===== DATA SUPPLIED =====

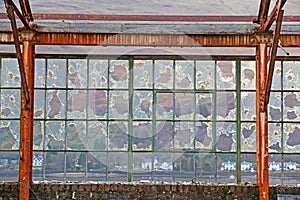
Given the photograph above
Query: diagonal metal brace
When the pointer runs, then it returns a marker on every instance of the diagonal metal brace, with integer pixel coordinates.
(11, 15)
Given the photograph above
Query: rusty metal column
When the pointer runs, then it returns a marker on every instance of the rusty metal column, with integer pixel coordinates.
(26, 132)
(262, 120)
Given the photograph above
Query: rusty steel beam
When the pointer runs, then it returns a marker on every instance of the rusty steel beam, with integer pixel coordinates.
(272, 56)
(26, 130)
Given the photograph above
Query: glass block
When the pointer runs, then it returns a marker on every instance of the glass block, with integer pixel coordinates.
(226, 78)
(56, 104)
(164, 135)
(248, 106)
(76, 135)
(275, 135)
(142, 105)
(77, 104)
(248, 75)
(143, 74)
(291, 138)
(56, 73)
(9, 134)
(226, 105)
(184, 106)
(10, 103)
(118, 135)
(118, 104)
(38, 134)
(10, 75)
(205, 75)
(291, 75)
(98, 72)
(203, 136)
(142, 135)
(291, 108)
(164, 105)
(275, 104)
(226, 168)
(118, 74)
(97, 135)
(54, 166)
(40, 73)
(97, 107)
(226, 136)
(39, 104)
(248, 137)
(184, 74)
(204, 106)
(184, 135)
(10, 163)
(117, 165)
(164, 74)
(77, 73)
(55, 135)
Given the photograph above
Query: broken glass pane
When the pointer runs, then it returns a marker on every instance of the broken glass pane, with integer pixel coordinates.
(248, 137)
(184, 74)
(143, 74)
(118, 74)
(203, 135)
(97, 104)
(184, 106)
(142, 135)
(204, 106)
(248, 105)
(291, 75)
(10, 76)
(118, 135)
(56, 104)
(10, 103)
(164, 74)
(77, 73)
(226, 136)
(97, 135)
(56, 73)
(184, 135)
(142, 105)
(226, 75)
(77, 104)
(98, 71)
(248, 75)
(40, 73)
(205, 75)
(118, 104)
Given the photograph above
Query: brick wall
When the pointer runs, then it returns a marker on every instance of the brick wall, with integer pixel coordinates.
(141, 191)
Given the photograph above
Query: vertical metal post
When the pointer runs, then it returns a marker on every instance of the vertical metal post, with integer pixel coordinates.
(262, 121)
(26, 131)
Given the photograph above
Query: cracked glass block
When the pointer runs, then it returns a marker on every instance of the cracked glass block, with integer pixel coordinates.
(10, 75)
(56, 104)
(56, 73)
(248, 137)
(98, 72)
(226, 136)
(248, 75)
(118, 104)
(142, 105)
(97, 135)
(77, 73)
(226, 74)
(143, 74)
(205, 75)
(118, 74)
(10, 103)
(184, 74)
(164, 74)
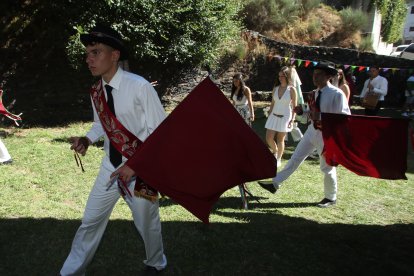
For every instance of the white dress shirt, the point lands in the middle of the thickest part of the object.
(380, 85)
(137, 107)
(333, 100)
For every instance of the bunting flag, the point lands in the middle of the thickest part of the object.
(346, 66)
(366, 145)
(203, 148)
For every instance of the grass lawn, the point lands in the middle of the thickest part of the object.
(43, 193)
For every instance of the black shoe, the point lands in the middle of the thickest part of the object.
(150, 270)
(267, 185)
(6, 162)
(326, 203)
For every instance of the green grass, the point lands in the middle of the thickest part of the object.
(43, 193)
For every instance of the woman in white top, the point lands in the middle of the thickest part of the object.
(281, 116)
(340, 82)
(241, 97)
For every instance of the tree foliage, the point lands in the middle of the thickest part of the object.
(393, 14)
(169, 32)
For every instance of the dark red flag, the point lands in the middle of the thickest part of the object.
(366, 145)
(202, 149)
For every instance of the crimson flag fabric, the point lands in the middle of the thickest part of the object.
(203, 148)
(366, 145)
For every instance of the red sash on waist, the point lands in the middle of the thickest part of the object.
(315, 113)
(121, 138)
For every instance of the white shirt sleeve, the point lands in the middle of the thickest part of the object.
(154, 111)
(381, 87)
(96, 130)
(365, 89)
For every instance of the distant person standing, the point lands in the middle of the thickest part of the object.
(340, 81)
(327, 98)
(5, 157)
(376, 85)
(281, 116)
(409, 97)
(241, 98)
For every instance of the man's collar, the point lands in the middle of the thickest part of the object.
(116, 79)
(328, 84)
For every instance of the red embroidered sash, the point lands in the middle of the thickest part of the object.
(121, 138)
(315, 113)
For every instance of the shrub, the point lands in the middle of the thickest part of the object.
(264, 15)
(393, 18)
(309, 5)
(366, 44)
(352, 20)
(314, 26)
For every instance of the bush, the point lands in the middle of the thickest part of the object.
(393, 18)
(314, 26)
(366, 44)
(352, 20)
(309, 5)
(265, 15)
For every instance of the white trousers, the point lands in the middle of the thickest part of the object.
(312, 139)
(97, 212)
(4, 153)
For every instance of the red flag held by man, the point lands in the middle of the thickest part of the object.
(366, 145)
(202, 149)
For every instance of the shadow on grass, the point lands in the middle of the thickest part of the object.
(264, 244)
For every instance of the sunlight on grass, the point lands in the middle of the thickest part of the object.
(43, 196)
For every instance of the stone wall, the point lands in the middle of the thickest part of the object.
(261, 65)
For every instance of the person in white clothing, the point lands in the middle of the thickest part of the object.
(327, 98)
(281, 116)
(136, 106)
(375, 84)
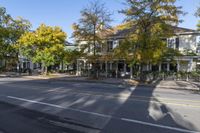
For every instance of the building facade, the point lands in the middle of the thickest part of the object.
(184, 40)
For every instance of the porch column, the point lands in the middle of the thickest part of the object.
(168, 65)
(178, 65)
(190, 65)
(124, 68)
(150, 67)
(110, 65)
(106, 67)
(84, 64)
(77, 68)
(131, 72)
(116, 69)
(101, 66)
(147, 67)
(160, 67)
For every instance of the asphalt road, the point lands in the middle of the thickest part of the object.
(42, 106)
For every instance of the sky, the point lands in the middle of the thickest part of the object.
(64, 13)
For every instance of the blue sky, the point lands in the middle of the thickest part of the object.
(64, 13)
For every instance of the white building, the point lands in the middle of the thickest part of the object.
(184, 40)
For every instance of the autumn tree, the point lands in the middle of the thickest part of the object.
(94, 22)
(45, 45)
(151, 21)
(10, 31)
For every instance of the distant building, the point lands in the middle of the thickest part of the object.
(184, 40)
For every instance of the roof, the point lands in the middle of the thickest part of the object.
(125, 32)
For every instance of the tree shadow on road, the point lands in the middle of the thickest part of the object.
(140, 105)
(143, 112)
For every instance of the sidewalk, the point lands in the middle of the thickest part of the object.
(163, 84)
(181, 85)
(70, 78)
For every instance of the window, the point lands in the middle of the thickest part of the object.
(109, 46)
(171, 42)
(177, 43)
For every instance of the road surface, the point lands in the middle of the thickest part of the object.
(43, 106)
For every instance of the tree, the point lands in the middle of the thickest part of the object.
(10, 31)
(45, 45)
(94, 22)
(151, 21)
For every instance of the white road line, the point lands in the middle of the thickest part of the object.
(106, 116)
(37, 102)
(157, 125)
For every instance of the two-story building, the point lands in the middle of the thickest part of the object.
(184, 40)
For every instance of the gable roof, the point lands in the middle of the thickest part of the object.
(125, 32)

=====
===== DATA SUPPLIED =====

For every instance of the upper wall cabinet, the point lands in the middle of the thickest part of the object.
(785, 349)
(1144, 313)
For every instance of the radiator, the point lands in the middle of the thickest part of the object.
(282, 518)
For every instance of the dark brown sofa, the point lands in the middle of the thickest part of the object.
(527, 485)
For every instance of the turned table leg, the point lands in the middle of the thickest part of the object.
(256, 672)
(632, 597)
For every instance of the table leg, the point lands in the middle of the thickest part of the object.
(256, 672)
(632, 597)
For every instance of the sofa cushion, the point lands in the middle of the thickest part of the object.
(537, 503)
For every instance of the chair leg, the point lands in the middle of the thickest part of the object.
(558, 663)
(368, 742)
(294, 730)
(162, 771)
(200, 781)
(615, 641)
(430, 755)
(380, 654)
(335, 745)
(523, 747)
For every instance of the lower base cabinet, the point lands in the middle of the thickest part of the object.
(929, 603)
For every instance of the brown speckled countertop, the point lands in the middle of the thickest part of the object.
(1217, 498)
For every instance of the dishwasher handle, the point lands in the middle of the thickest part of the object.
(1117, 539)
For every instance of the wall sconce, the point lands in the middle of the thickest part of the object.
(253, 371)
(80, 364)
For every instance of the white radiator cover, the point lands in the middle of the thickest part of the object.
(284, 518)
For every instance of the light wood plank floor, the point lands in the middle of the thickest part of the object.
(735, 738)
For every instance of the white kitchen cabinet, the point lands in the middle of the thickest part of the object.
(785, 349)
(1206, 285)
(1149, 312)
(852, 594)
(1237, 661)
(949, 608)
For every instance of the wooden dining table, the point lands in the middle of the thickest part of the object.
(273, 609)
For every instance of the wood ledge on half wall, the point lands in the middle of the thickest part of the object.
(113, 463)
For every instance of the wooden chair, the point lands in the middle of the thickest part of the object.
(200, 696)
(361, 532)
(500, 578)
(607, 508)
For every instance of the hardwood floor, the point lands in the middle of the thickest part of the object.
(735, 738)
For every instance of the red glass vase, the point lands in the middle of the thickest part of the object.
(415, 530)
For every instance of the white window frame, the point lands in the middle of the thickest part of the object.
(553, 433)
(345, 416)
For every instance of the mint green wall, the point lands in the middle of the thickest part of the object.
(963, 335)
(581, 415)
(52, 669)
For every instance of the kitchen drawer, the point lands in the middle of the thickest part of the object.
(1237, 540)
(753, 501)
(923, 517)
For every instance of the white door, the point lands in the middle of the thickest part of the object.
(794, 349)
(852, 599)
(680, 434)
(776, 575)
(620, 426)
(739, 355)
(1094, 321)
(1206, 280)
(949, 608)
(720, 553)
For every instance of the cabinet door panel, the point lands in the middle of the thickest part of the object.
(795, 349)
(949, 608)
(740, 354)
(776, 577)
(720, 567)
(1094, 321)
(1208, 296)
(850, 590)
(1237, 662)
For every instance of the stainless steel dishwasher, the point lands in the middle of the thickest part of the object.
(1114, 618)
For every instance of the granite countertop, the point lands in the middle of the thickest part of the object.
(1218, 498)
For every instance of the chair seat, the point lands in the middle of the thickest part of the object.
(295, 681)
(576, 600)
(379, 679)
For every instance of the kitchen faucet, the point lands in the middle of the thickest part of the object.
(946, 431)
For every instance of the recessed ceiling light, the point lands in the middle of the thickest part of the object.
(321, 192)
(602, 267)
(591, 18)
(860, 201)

=====
===== DATA SUPPLIED =====

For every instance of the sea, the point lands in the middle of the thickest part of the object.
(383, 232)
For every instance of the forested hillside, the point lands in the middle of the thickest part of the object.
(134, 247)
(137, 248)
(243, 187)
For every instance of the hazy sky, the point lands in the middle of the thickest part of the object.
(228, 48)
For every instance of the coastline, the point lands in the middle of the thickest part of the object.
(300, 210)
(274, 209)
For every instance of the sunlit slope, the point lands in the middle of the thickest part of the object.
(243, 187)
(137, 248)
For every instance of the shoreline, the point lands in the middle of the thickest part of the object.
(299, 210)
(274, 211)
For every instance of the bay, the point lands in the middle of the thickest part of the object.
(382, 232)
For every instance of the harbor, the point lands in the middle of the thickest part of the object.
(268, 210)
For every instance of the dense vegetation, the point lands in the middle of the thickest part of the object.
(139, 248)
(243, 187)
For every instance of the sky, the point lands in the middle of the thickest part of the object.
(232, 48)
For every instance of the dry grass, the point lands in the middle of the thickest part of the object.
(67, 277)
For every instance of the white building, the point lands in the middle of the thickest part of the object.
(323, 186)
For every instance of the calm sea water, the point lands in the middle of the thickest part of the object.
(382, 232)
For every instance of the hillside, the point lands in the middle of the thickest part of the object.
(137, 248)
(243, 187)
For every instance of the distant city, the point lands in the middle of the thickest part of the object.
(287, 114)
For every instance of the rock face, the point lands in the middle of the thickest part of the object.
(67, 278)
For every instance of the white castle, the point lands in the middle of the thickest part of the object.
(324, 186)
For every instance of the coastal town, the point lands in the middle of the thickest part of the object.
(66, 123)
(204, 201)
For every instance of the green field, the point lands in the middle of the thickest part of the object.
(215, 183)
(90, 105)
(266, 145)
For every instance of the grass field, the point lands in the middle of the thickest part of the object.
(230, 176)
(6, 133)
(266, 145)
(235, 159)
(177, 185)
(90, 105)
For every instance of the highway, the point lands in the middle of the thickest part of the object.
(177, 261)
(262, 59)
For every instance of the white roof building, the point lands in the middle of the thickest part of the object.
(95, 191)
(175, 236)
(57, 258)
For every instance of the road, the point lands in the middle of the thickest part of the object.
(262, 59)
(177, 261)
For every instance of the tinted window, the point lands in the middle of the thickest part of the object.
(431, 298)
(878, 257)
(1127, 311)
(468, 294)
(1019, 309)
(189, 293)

=====

* EXERCISE:
In the data above, start at the line that has "Query: broken glass pane", stop after the line that has "Query: brick wall", and print every line in between exactly as it stands.

* TASK ANSWER:
Query: broken glass pane
When the pointer runs, then it returns a marker on every instance of the broken glass pane, with integer pixel coordinates.
(248, 137)
(184, 74)
(143, 74)
(118, 74)
(203, 135)
(97, 104)
(184, 106)
(142, 135)
(204, 106)
(248, 105)
(291, 75)
(10, 76)
(118, 135)
(56, 104)
(10, 103)
(164, 74)
(77, 73)
(226, 136)
(97, 135)
(56, 73)
(184, 135)
(142, 105)
(226, 75)
(77, 104)
(98, 71)
(248, 75)
(40, 73)
(205, 75)
(118, 104)
Given the photograph above
Query: brick wall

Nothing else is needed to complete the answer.